**Exercise aim:**
Restate all of the entries verbatim.

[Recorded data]
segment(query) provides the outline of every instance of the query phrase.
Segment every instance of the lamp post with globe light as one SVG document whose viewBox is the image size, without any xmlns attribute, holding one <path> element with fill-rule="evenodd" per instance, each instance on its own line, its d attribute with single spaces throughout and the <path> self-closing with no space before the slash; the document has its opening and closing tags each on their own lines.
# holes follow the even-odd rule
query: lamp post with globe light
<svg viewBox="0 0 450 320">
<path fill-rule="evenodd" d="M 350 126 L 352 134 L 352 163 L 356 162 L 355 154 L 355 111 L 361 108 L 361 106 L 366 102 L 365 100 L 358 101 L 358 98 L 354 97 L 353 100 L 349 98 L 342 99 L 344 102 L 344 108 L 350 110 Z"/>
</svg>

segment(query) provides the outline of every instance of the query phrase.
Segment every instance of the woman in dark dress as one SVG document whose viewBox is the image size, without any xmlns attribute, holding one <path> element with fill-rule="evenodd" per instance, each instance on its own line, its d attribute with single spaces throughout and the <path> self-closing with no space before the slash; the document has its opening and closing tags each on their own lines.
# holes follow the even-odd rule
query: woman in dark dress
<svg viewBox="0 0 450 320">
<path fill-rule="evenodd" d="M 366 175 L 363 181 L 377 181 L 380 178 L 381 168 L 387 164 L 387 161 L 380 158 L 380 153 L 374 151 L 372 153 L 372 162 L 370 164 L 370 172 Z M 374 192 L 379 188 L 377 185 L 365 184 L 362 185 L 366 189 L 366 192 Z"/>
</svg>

**Task output:**
segment(query) provides the outline of every instance of the query phrase.
Segment every instance of the lamp post with globe light as one SVG document whose viewBox is the image size, without any xmlns attribute, holding one <path> element with fill-rule="evenodd" per instance, each instance on its own line, its d attribute with single spaces throughout and the <path> self-closing with no space before the slash; the document has its opening and closing tags each on their own lines.
# holes follow the even-odd rule
query: lamp post with globe light
<svg viewBox="0 0 450 320">
<path fill-rule="evenodd" d="M 350 126 L 352 134 L 352 163 L 356 162 L 355 154 L 355 111 L 361 108 L 361 106 L 366 102 L 365 100 L 358 101 L 358 98 L 354 97 L 353 100 L 349 98 L 342 99 L 344 102 L 344 108 L 350 110 Z"/>
</svg>

segment(query) provides the outline of every instance of the query phrase.
Segment every instance of the woman in dark dress as one SVG document whose viewBox is the image size, without any xmlns attribute, holding one <path> element with fill-rule="evenodd" per instance, each instance on its own line, its d attribute with single spaces throughout and the <path> self-closing with no space before the slash; the document has its opening and closing tags each on their own lines.
# holes follow the even-odd rule
query: woman in dark dress
<svg viewBox="0 0 450 320">
<path fill-rule="evenodd" d="M 366 175 L 363 181 L 377 181 L 380 178 L 381 168 L 387 164 L 387 161 L 380 158 L 380 153 L 374 151 L 372 153 L 372 162 L 370 164 L 370 172 Z M 374 192 L 379 188 L 377 185 L 365 184 L 362 185 L 366 189 L 366 192 Z"/>
</svg>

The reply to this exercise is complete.